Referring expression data
==================================================

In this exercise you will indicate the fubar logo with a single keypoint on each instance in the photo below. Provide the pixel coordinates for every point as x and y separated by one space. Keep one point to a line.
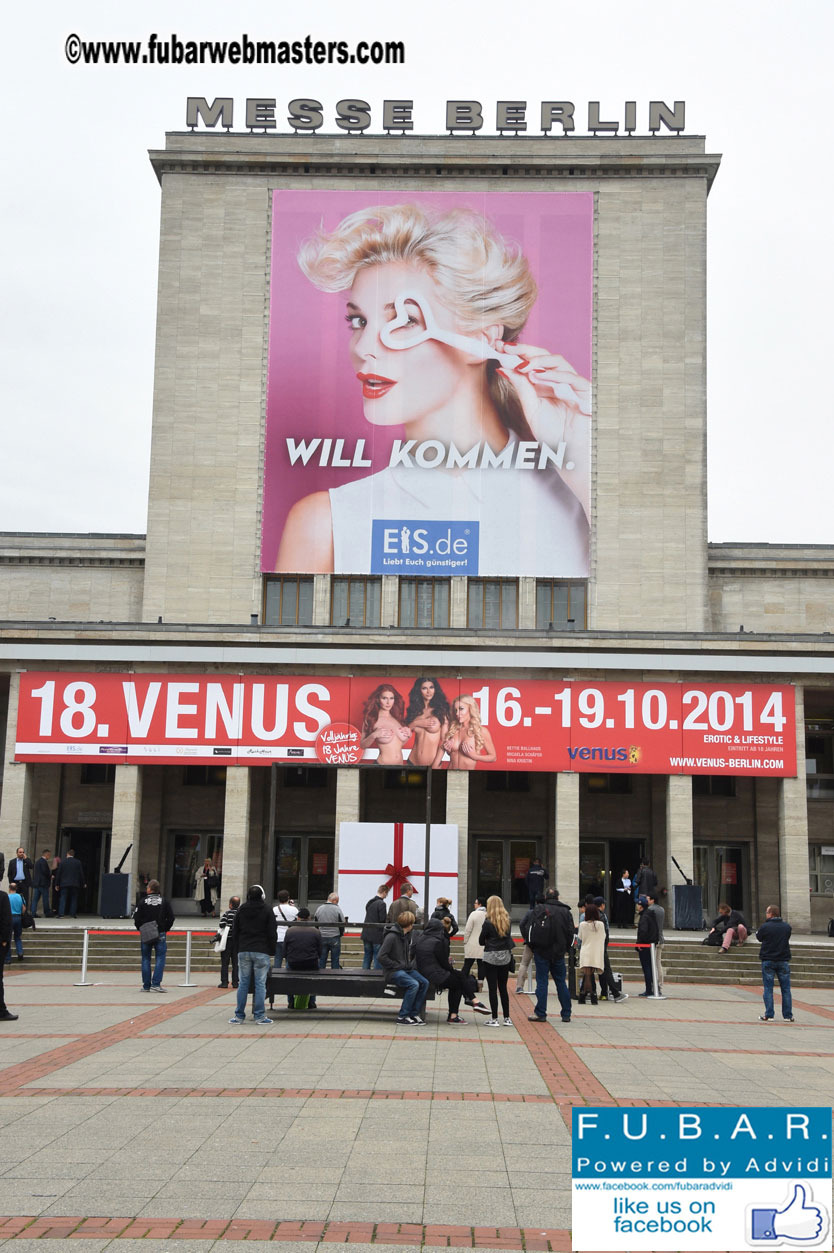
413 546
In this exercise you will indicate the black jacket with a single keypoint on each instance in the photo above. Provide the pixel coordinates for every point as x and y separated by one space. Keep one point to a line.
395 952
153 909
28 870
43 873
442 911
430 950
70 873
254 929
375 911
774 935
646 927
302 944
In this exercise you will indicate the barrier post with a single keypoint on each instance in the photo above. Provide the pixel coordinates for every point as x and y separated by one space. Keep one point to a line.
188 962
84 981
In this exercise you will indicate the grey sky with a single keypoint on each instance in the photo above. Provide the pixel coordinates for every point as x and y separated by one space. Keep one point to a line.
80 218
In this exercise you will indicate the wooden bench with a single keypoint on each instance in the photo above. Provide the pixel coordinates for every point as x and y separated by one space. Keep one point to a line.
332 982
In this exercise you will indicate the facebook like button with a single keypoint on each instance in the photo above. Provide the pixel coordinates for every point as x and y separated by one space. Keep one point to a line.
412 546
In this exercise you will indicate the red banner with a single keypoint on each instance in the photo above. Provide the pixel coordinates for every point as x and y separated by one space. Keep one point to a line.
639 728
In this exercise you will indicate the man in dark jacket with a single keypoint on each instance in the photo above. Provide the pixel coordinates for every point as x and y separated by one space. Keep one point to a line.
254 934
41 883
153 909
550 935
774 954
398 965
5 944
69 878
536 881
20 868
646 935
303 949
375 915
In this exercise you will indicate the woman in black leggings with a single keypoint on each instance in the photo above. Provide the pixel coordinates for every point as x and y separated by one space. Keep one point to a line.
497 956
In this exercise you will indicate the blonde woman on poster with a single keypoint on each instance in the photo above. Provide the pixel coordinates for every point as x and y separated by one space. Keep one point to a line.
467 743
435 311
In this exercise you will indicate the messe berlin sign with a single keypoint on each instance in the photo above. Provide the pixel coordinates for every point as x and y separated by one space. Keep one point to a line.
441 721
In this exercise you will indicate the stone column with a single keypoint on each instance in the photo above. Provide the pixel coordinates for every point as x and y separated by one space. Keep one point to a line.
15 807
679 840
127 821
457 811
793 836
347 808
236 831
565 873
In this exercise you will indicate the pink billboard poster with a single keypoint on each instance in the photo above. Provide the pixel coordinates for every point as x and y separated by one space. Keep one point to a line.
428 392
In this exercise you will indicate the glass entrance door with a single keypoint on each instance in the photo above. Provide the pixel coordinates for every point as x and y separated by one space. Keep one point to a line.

==================================================

* AIM OF THE TASK
Output nothing except an exact copy of the records above, with the images left out.

* FINAL ANSWER
In this exercise you will indicate the fubar logo with a single keypoint on each instance in the photo below. Provide the pixel coordinates for every point as x and y separated by one space. Keep one point to a line.
413 546
In this exercise you will indicate the black jacket with a single keypoint on each instance in the photo above. Provide the pixel coordinates for every point as x and y separated by one space. Keep one point to a line.
395 952
153 909
28 870
43 873
442 911
430 950
70 873
254 929
375 911
774 935
646 927
302 944
In this exercise you will indicate the barrier post with a single keypoint on each instance in the photo above. Provide the pixel coordinates for every point as x and y separated by one space. Keep one point to a line.
188 962
84 981
In this exercise you will indicate the grey sky with a single keypoint on each instance in the photo above. Provide the pixel coordinates for every point as x and y separated by one space. Keep one point to a line.
80 218
In this exercise you will indicate the wooden bench with a single keypoint on each instance in the photo above. Provide the pixel coordinates for every point as x and y separated by one space. Keep one point to a line.
332 982
In this exercise you will indicate the facebook like button with a single keypoint on each instance in the photo above. Provide the pixel coordinates for every point as x and y separated by one space. Keep one point to a line.
412 546
In this exercise you will indicate the red banner with a single keypoint on each instance in the photo above. Provide the pixel coordinates for every point as x and y separated by one space. Keep one point to a line.
639 728
In this exercise you will indicate the man in dark jacket with a single keypoint on each instance in the photo above. Provide the pixel coordinates for every point as x and y separated by one space. Keep one point to a line.
254 934
41 883
153 909
550 935
774 954
398 965
5 944
69 878
536 881
20 868
646 935
303 949
375 915
In this exercise you will indicate the woman in black leggings with a single keypoint on each instance in the photo above. Provide the pixel coordinates for every point as x and y separated by one space. Keep one point to a line.
497 956
In this exercise you will indicate the blonde woman on poster with a single keypoint on each instance in the photo above. Provide the pixel coordinates for every point as x and y separated by one space. Keep one point to a line.
467 743
435 311
In this exercise you will indicate the messe berlin sign with a single keypoint on each instance in the photo above. Provide the pixel coordinates for every point as x and y separated by one space. Keep one point to a line.
441 721
In this exercise you will indicate the stone column with a single keypoint on each instance in the photo above. Provide the pixel coordinates for every point as x and y separated by one space. Keep one point to a line.
15 807
679 840
127 821
457 811
793 836
347 808
236 831
565 873
In this exercise you will indicate the pink billboard poster with a single keypoint on each instance in the photo above. Provide the pixel coordinates for every point as x and y separated by one space. Keep one point to a line.
428 392
In this exercise you will indicate the glass entrance door with a single keypoint on each instance in the photo above. Provide the pixel coordinates for every point as x and y separated by one space. Keep one point to a line.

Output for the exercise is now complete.